── Dati forniti ──

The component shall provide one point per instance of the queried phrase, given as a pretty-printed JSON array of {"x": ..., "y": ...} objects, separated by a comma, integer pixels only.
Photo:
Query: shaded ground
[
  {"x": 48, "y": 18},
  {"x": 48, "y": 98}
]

───

◆ **Consegna dell'esercizio**
Ricopia parola per parola tutte le righe qui sopra, senza cambiare nulla.

◆ **Soluzione del compito**
The component shall provide one point per instance of the queried phrase, given as a pretty-printed JSON array of {"x": ..., "y": ...} objects, separated by a comma, integer pixels only.
Photo:
Query: shaded ground
[
  {"x": 48, "y": 18},
  {"x": 48, "y": 98}
]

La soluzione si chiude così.